##### AVAILABLE DATA #####

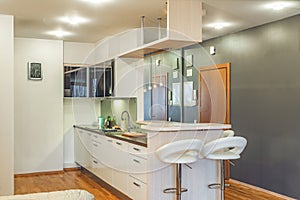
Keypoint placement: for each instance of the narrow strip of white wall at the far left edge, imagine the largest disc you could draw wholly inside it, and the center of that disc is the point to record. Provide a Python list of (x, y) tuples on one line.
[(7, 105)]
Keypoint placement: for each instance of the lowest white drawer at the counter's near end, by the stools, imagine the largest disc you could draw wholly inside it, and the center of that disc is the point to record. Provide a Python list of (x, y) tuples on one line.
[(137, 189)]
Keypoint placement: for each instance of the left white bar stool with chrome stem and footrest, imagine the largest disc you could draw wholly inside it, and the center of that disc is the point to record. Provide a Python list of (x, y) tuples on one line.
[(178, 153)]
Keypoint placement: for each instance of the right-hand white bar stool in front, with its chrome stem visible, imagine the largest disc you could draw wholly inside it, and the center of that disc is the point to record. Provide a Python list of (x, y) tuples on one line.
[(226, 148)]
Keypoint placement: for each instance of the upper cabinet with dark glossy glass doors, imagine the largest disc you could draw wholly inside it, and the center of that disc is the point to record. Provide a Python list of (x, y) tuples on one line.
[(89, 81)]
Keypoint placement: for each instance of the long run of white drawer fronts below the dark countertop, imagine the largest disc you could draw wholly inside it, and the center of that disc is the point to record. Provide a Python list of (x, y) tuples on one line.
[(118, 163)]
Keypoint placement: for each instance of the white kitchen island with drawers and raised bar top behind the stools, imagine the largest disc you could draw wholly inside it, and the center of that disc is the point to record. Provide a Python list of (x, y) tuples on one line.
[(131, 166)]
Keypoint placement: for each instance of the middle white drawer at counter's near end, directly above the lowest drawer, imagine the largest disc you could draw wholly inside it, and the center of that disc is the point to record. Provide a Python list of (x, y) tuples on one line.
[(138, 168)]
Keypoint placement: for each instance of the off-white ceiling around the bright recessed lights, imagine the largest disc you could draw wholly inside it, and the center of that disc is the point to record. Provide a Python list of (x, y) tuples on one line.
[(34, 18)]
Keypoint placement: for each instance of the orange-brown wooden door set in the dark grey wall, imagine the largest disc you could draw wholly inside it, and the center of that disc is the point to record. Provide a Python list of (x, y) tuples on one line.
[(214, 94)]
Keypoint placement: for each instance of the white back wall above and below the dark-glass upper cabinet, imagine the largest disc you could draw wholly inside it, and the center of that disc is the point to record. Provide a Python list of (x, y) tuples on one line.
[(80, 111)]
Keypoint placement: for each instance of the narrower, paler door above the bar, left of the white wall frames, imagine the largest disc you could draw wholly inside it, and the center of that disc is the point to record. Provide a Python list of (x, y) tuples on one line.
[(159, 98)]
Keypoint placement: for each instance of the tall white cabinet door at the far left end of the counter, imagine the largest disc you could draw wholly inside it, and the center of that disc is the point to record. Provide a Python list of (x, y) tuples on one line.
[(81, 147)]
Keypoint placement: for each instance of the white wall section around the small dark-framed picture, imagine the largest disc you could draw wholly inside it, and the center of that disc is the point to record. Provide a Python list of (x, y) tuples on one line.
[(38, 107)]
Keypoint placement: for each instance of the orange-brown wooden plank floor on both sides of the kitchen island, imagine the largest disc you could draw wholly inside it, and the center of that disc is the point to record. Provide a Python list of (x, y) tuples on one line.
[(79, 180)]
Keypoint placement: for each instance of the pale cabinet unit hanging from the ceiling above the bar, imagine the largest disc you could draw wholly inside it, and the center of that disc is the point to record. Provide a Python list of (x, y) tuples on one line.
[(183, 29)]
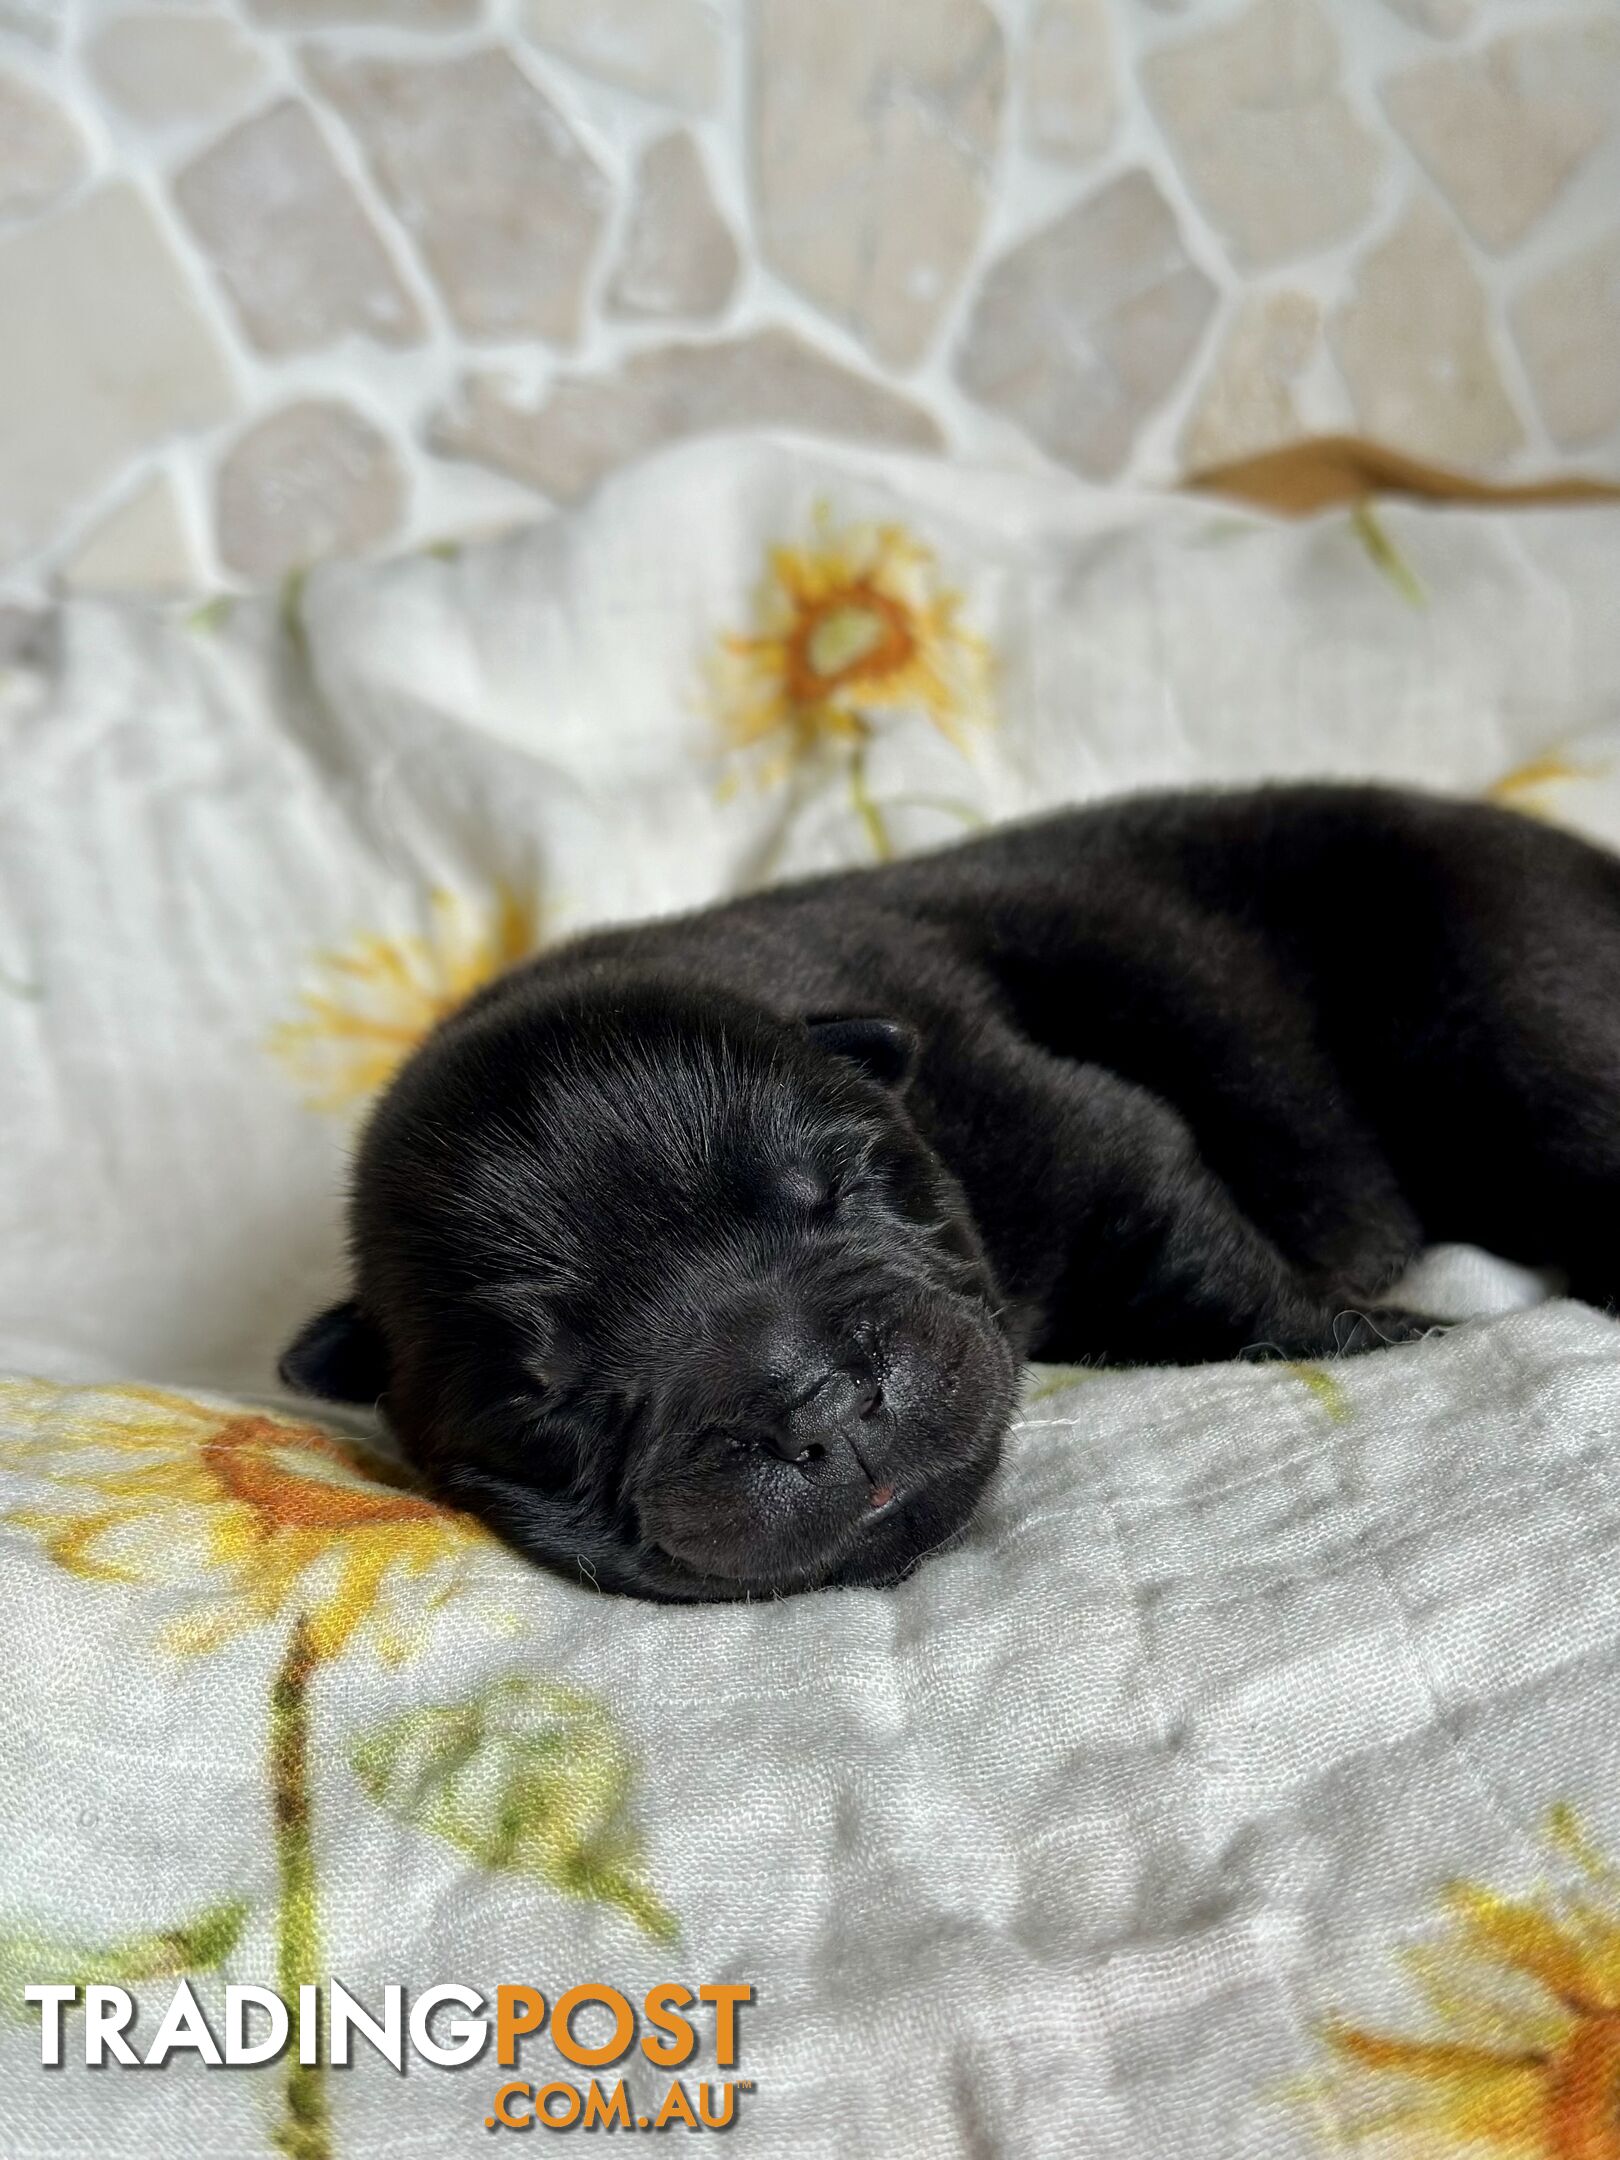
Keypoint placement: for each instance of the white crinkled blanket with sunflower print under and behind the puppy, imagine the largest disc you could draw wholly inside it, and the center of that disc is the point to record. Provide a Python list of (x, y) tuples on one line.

#####
##### AVAILABLE DATA #####

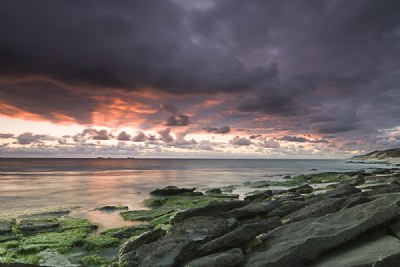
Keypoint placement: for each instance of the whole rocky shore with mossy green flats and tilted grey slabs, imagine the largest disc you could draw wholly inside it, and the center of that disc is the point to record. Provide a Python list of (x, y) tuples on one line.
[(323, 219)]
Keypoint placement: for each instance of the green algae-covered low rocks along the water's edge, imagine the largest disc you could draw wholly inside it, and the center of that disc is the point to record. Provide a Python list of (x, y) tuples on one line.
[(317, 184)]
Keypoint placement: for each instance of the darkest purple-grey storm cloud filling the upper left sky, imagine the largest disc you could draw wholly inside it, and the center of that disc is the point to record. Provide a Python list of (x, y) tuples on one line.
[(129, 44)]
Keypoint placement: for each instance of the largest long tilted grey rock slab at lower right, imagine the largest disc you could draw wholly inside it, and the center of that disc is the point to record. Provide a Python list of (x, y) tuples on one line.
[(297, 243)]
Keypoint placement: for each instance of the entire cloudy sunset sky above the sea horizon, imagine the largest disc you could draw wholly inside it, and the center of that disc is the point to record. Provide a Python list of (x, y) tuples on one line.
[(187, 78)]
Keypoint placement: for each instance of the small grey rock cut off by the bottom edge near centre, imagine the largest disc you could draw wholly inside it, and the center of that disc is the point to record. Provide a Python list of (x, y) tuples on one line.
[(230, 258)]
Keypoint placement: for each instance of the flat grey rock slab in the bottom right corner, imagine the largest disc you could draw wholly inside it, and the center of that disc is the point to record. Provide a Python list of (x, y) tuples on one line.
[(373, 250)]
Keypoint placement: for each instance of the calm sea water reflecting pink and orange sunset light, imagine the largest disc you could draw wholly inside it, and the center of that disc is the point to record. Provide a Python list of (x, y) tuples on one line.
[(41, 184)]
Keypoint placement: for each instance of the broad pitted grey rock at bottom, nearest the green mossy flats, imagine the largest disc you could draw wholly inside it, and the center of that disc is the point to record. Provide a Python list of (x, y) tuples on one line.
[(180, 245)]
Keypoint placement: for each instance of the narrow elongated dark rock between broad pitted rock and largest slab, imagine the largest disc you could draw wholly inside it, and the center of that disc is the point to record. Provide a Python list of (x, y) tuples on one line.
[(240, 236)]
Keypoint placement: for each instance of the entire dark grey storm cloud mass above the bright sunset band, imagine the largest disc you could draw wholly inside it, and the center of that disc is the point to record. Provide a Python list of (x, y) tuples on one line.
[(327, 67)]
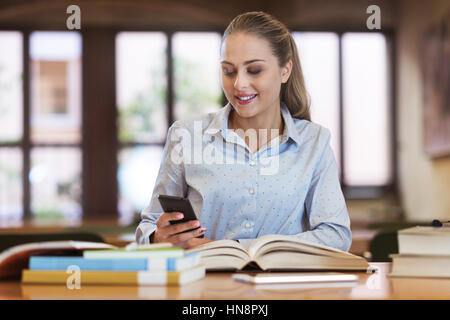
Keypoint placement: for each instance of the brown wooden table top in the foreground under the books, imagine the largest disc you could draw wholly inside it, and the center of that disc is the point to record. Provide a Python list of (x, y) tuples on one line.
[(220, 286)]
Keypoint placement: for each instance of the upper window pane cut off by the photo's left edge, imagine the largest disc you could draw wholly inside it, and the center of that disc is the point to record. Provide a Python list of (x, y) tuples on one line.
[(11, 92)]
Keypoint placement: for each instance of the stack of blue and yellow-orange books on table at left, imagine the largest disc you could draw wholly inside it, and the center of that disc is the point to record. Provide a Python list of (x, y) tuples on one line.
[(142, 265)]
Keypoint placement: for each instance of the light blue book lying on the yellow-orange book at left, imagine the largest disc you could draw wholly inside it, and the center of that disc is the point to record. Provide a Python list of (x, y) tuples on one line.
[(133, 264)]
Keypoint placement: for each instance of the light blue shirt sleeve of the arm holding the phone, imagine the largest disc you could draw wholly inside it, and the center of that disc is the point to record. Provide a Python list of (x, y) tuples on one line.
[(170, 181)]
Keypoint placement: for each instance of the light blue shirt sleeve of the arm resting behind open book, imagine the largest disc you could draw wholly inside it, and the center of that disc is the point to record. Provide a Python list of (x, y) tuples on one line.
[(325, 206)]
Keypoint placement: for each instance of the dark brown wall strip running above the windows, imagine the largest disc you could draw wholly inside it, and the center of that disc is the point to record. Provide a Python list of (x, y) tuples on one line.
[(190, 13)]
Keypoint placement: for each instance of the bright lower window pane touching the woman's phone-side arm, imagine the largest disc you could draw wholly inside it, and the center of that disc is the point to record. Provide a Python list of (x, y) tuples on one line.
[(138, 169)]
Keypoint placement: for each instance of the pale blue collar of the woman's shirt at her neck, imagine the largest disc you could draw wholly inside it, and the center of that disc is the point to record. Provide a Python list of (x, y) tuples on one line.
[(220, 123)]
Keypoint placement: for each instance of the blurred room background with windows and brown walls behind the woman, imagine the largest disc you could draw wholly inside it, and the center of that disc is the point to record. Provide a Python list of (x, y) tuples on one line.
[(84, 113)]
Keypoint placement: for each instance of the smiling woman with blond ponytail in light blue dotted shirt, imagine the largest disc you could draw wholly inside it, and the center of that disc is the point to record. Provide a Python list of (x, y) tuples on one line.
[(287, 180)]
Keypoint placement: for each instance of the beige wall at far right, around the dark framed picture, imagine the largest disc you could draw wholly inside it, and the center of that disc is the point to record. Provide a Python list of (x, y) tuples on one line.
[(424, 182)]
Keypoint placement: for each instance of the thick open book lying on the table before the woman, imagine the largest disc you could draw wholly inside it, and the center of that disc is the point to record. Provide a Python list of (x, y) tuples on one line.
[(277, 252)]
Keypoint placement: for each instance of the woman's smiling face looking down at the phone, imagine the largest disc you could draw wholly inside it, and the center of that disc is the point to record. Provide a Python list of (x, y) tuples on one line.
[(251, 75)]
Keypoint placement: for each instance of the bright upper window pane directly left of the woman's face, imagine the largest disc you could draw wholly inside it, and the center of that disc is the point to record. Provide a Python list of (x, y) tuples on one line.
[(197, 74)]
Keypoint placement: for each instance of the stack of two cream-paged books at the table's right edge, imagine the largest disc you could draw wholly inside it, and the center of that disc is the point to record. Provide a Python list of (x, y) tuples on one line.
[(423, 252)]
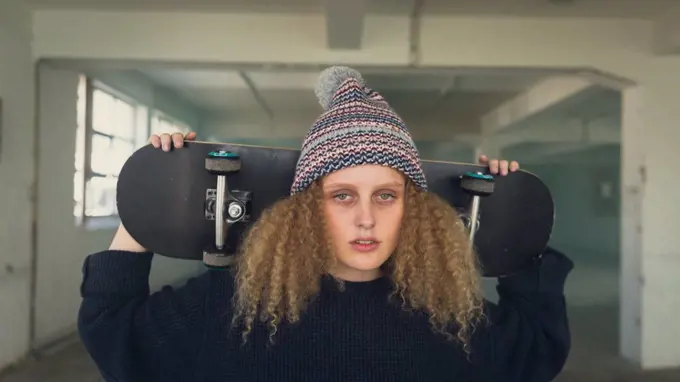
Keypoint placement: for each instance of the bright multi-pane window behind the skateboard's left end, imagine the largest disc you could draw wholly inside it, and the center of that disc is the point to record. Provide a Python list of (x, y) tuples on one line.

#####
##### AVAILABLE DATA #####

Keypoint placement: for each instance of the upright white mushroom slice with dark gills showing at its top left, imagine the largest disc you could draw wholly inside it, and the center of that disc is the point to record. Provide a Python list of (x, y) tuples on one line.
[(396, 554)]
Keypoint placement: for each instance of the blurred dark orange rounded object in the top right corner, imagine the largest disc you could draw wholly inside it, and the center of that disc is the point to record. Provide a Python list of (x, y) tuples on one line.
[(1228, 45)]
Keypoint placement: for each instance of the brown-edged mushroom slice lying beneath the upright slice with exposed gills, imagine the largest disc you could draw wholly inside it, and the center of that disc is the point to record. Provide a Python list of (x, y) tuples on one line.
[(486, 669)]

#####

Please copy the lines above exactly, starting at the line that holds "Keypoint placement: for each instance of the narrower, paler" and ending at the line that holds "Keypoint placement: for each instance of the white crinkled"; include both, but no pictures.

Keypoint placement: for each instance of the narrower, paler door above the bar, left of the white wall frames, imagine the largest disc you could draw wholly inside it, and the center of that disc is the point to record. Provide a Python list of (x, y) tuples on one line.
[(159, 98)]
Keypoint placement: for each instance of the tall white cabinet door at the far left end of the counter, imagine the largest disc you could draw wholly inside it, and the center of that disc is the point to record. Provide a Python list of (x, y) tuples on one line.
[(81, 147)]
Keypoint placement: for each instance of the white wall section around the small dark-framed picture, imagine the largest disc you could draw wholly inside it, and the center of that disc is the point to record. Provide a Python list of (x, y) tuples on one line.
[(38, 107)]
Keypoint placement: for each instance of the orange-brown wooden plank floor on both sides of the kitchen island, imagine the largest disc you could draw wholly inside it, and the center of that disc is the point to record. Provide a Python list of (x, y) tuples on one line.
[(79, 180)]
Keypoint placement: for each instance of the pale cabinet unit hanging from the ceiling above the bar, imagine the largest disc you could draw wholly inside it, and the center of that disc is the point to record. Provide a Python list of (x, y) tuples on one line.
[(183, 29)]
Keypoint placement: for each instance of the white crinkled blanket with sunflower print under and behind the puppy, imagine the largest disc you could draw wholly inside it, and the center of that disc is the point to record. Provide a Python list of (x, y) tuples on one line.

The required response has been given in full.